Problem requirements ▸ Reproduce every line of the material below, but drop the pictures.
(begin)
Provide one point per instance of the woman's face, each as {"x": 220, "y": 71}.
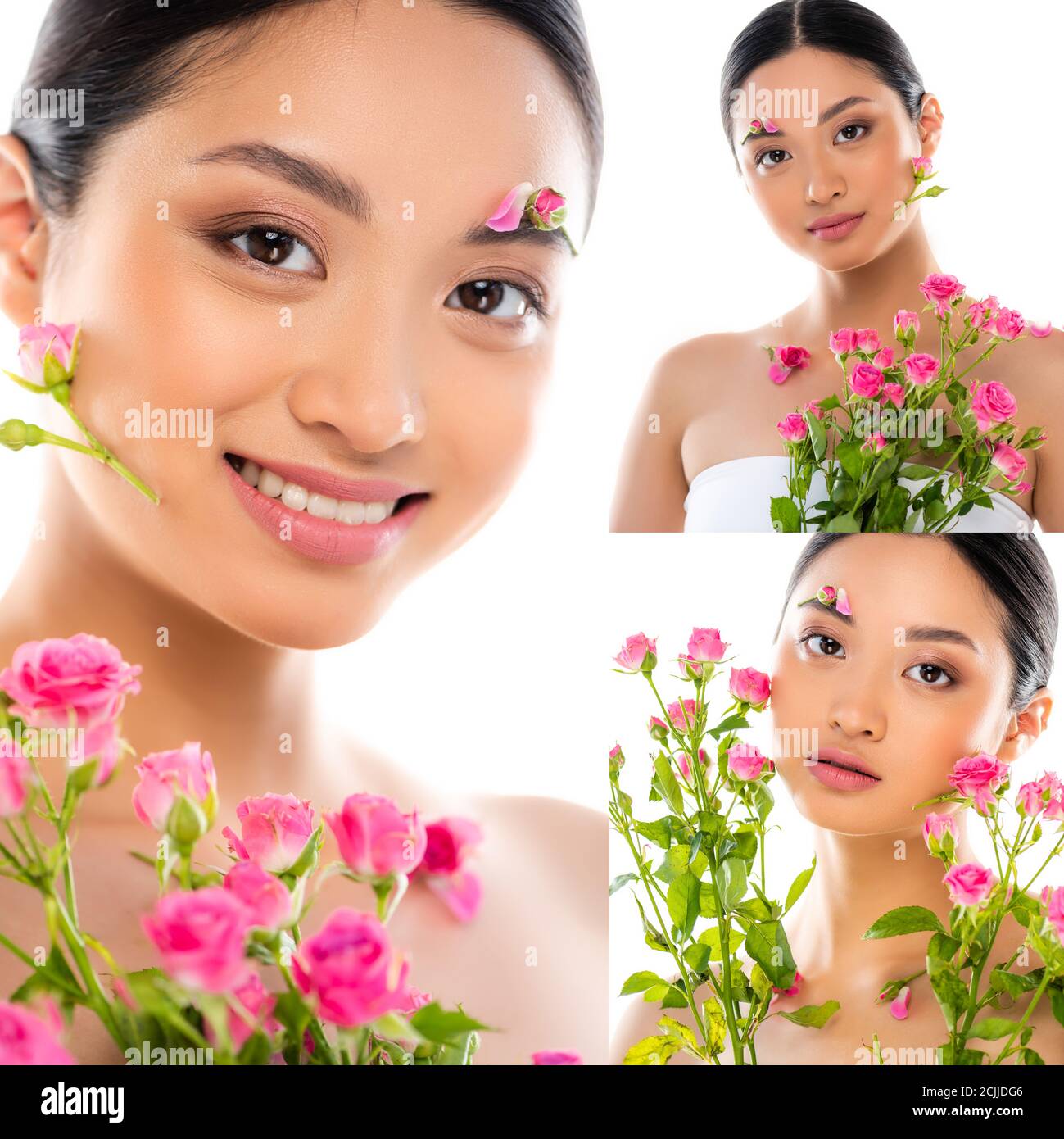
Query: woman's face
{"x": 918, "y": 678}
{"x": 310, "y": 291}
{"x": 842, "y": 154}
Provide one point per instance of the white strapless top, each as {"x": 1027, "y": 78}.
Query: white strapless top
{"x": 733, "y": 496}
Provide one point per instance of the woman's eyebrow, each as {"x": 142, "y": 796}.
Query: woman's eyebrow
{"x": 835, "y": 108}
{"x": 549, "y": 238}
{"x": 303, "y": 172}
{"x": 932, "y": 633}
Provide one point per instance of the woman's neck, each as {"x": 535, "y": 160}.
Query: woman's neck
{"x": 870, "y": 295}
{"x": 201, "y": 680}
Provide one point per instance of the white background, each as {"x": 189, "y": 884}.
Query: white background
{"x": 676, "y": 250}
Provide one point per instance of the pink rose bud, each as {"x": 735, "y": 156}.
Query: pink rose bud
{"x": 269, "y": 902}
{"x": 639, "y": 654}
{"x": 509, "y": 212}
{"x": 1008, "y": 461}
{"x": 81, "y": 679}
{"x": 750, "y": 687}
{"x": 706, "y": 645}
{"x": 792, "y": 427}
{"x": 745, "y": 761}
{"x": 16, "y": 776}
{"x": 376, "y": 837}
{"x": 38, "y": 344}
{"x": 867, "y": 339}
{"x": 201, "y": 935}
{"x": 921, "y": 368}
{"x": 274, "y": 831}
{"x": 164, "y": 774}
{"x": 866, "y": 380}
{"x": 993, "y": 403}
{"x": 351, "y": 972}
{"x": 941, "y": 289}
{"x": 26, "y": 1039}
{"x": 968, "y": 884}
{"x": 978, "y": 777}
{"x": 899, "y": 1007}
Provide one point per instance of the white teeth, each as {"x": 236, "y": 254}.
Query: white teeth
{"x": 321, "y": 506}
{"x": 271, "y": 484}
{"x": 298, "y": 498}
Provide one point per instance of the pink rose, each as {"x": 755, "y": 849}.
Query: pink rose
{"x": 84, "y": 677}
{"x": 993, "y": 403}
{"x": 706, "y": 645}
{"x": 274, "y": 829}
{"x": 921, "y": 368}
{"x": 690, "y": 710}
{"x": 750, "y": 687}
{"x": 633, "y": 656}
{"x": 941, "y": 289}
{"x": 867, "y": 339}
{"x": 866, "y": 380}
{"x": 201, "y": 935}
{"x": 968, "y": 884}
{"x": 557, "y": 1059}
{"x": 35, "y": 342}
{"x": 450, "y": 844}
{"x": 164, "y": 774}
{"x": 894, "y": 393}
{"x": 842, "y": 341}
{"x": 266, "y": 898}
{"x": 16, "y": 776}
{"x": 745, "y": 761}
{"x": 348, "y": 967}
{"x": 376, "y": 837}
{"x": 549, "y": 209}
{"x": 260, "y": 1004}
{"x": 1006, "y": 324}
{"x": 792, "y": 427}
{"x": 978, "y": 777}
{"x": 509, "y": 212}
{"x": 1008, "y": 461}
{"x": 1054, "y": 902}
{"x": 26, "y": 1039}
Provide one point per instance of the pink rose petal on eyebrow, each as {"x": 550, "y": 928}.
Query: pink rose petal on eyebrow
{"x": 899, "y": 1008}
{"x": 508, "y": 215}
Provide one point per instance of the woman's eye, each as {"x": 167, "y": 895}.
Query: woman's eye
{"x": 772, "y": 157}
{"x": 848, "y": 134}
{"x": 931, "y": 675}
{"x": 275, "y": 248}
{"x": 826, "y": 646}
{"x": 491, "y": 298}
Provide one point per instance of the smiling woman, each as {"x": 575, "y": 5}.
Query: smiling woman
{"x": 275, "y": 212}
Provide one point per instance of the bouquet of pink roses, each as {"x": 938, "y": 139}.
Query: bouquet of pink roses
{"x": 221, "y": 933}
{"x": 713, "y": 864}
{"x": 964, "y": 981}
{"x": 868, "y": 447}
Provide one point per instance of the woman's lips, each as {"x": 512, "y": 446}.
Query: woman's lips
{"x": 324, "y": 539}
{"x": 841, "y": 770}
{"x": 835, "y": 225}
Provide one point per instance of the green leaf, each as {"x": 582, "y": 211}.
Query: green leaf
{"x": 813, "y": 1016}
{"x": 784, "y": 515}
{"x": 903, "y": 919}
{"x": 798, "y": 887}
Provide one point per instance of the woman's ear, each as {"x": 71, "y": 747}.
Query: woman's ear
{"x": 929, "y": 126}
{"x": 1026, "y": 727}
{"x": 23, "y": 235}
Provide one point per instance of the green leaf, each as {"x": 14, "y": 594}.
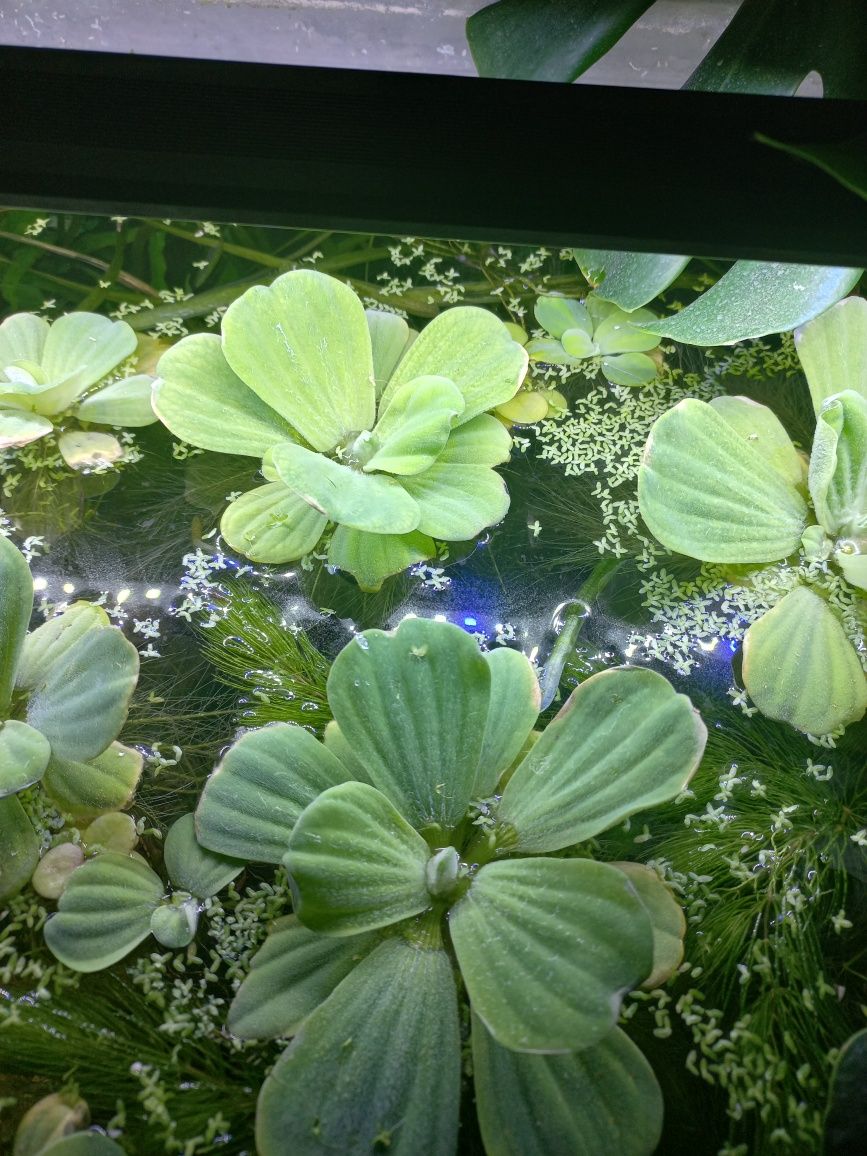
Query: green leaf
{"x": 192, "y": 867}
{"x": 16, "y": 605}
{"x": 629, "y": 280}
{"x": 355, "y": 864}
{"x": 704, "y": 491}
{"x": 81, "y": 702}
{"x": 473, "y": 349}
{"x": 838, "y": 465}
{"x": 800, "y": 667}
{"x": 667, "y": 920}
{"x": 370, "y": 558}
{"x": 303, "y": 346}
{"x": 514, "y": 706}
{"x": 104, "y": 911}
{"x": 481, "y": 442}
{"x": 601, "y": 1099}
{"x": 19, "y": 847}
{"x": 205, "y": 402}
{"x": 377, "y": 1065}
{"x": 458, "y": 502}
{"x": 388, "y": 336}
{"x": 764, "y": 431}
{"x": 832, "y": 349}
{"x": 413, "y": 704}
{"x": 755, "y": 298}
{"x": 547, "y": 39}
{"x": 106, "y": 783}
{"x": 125, "y": 402}
{"x": 347, "y": 496}
{"x": 415, "y": 425}
{"x": 272, "y": 524}
{"x": 290, "y": 976}
{"x": 23, "y": 756}
{"x": 251, "y": 802}
{"x": 20, "y": 427}
{"x": 622, "y": 742}
{"x": 548, "y": 948}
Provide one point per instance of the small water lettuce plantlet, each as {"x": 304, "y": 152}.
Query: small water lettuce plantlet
{"x": 595, "y": 328}
{"x": 721, "y": 481}
{"x": 420, "y": 838}
{"x": 53, "y": 380}
{"x": 65, "y": 689}
{"x": 362, "y": 425}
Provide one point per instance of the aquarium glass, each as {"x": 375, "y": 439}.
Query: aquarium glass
{"x": 431, "y": 695}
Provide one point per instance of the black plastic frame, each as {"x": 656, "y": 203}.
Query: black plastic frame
{"x": 509, "y": 161}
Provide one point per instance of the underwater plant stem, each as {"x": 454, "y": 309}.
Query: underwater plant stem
{"x": 575, "y": 612}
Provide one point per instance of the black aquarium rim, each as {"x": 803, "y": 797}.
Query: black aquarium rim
(end)
Exercise result ▸
Provide one point per instance of the woman's face, each as {"x": 220, "y": 71}.
Query: woman's face
{"x": 918, "y": 678}
{"x": 310, "y": 291}
{"x": 842, "y": 154}
Provide one point per instance of the white strapless top, each as {"x": 1027, "y": 78}.
Query: white strapless top
{"x": 733, "y": 496}
Provide one point per instance of the woman's eyebrow, each as {"x": 142, "y": 796}.
Query: woman's eyebrow
{"x": 835, "y": 108}
{"x": 549, "y": 238}
{"x": 303, "y": 172}
{"x": 932, "y": 633}
Provide one point per instance of the woman's neck, each as {"x": 535, "y": 160}.
Query: woman's neck
{"x": 870, "y": 295}
{"x": 201, "y": 680}
Provide one point per instance of the white background, each as {"x": 189, "y": 884}.
Query: white background
{"x": 676, "y": 250}
Provide one point per instance of the pink rose bud, each as {"x": 735, "y": 156}.
Query: pink rose bud
{"x": 269, "y": 902}
{"x": 639, "y": 654}
{"x": 509, "y": 212}
{"x": 1008, "y": 461}
{"x": 81, "y": 679}
{"x": 750, "y": 687}
{"x": 706, "y": 645}
{"x": 792, "y": 427}
{"x": 745, "y": 761}
{"x": 16, "y": 776}
{"x": 376, "y": 837}
{"x": 38, "y": 344}
{"x": 867, "y": 339}
{"x": 201, "y": 935}
{"x": 921, "y": 368}
{"x": 274, "y": 831}
{"x": 164, "y": 774}
{"x": 866, "y": 380}
{"x": 993, "y": 403}
{"x": 351, "y": 972}
{"x": 941, "y": 289}
{"x": 26, "y": 1039}
{"x": 968, "y": 884}
{"x": 978, "y": 777}
{"x": 899, "y": 1007}
Provide one point per instance of the white teeth, each as {"x": 236, "y": 254}.
Query: white teeth
{"x": 321, "y": 506}
{"x": 271, "y": 484}
{"x": 298, "y": 498}
Provide one point per instance of the pink rose, each as {"x": 755, "y": 849}.
Query: pink rose
{"x": 84, "y": 677}
{"x": 993, "y": 403}
{"x": 706, "y": 645}
{"x": 274, "y": 829}
{"x": 921, "y": 368}
{"x": 690, "y": 710}
{"x": 750, "y": 687}
{"x": 633, "y": 656}
{"x": 941, "y": 289}
{"x": 867, "y": 339}
{"x": 866, "y": 380}
{"x": 201, "y": 935}
{"x": 968, "y": 884}
{"x": 557, "y": 1059}
{"x": 35, "y": 342}
{"x": 450, "y": 844}
{"x": 164, "y": 774}
{"x": 894, "y": 393}
{"x": 842, "y": 341}
{"x": 266, "y": 898}
{"x": 16, "y": 776}
{"x": 745, "y": 761}
{"x": 348, "y": 967}
{"x": 376, "y": 837}
{"x": 549, "y": 209}
{"x": 260, "y": 1004}
{"x": 1006, "y": 324}
{"x": 792, "y": 427}
{"x": 978, "y": 777}
{"x": 509, "y": 212}
{"x": 1008, "y": 461}
{"x": 1054, "y": 902}
{"x": 26, "y": 1039}
Provide one point per instance of the pink rose petal on eyebrow, each as {"x": 550, "y": 928}.
Query: pink rose petal on eyebrow
{"x": 899, "y": 1008}
{"x": 508, "y": 215}
Provide one point per instance of the woman's eye, each as {"x": 167, "y": 895}.
Query: woman's eye
{"x": 772, "y": 157}
{"x": 848, "y": 134}
{"x": 931, "y": 675}
{"x": 275, "y": 248}
{"x": 826, "y": 646}
{"x": 491, "y": 298}
Provide one point per instance of the smiling woman, each as {"x": 575, "y": 5}.
Query: smiling woman
{"x": 275, "y": 212}
Provide one point per instance of the bouquet of pink roses, each as {"x": 938, "y": 139}.
Query: bouquet of pink roses
{"x": 221, "y": 933}
{"x": 713, "y": 864}
{"x": 964, "y": 981}
{"x": 868, "y": 447}
Provide one point per instance of the woman's lips, each as {"x": 512, "y": 446}.
Query: woman's lips
{"x": 324, "y": 539}
{"x": 841, "y": 770}
{"x": 835, "y": 225}
Provide one point per instance of the green leaf, each as {"x": 582, "y": 211}.
Query: green leaf
{"x": 813, "y": 1016}
{"x": 784, "y": 515}
{"x": 903, "y": 919}
{"x": 798, "y": 887}
Provide one point per instance of the woman's ear, each as {"x": 71, "y": 747}.
Query: woman's ear
{"x": 929, "y": 126}
{"x": 1026, "y": 727}
{"x": 23, "y": 235}
Provide one point per instance of the green leaf, each as {"x": 14, "y": 594}.
Query: green leaf
{"x": 192, "y": 867}
{"x": 16, "y": 605}
{"x": 629, "y": 280}
{"x": 355, "y": 864}
{"x": 704, "y": 491}
{"x": 81, "y": 702}
{"x": 473, "y": 349}
{"x": 838, "y": 465}
{"x": 800, "y": 667}
{"x": 667, "y": 920}
{"x": 370, "y": 558}
{"x": 303, "y": 346}
{"x": 514, "y": 706}
{"x": 104, "y": 911}
{"x": 481, "y": 442}
{"x": 601, "y": 1099}
{"x": 19, "y": 847}
{"x": 205, "y": 402}
{"x": 377, "y": 1065}
{"x": 458, "y": 502}
{"x": 388, "y": 336}
{"x": 764, "y": 431}
{"x": 832, "y": 349}
{"x": 413, "y": 704}
{"x": 755, "y": 298}
{"x": 547, "y": 39}
{"x": 106, "y": 783}
{"x": 125, "y": 402}
{"x": 347, "y": 496}
{"x": 415, "y": 425}
{"x": 272, "y": 524}
{"x": 290, "y": 976}
{"x": 23, "y": 756}
{"x": 251, "y": 802}
{"x": 20, "y": 427}
{"x": 622, "y": 742}
{"x": 548, "y": 948}
Provide one point per instance of the small water lettuce plantlet, each as {"x": 304, "y": 152}.
Query: small water lettuce plantlet
{"x": 595, "y": 328}
{"x": 721, "y": 481}
{"x": 420, "y": 838}
{"x": 53, "y": 380}
{"x": 65, "y": 689}
{"x": 362, "y": 425}
Provide one point per instance of the aquarium glass, each as {"x": 375, "y": 439}.
Query: aquarium glass
{"x": 431, "y": 695}
Provide one point per instance of the black plastic frame, each as {"x": 656, "y": 203}.
Query: black plastic frame
{"x": 509, "y": 161}
Provide one point per instance of the underwater plant stem, each as {"x": 454, "y": 309}.
Query: underwater plant stem
{"x": 575, "y": 612}
Provide one point per instance of the black aquarium rim, each as {"x": 803, "y": 797}.
Query: black aquarium rim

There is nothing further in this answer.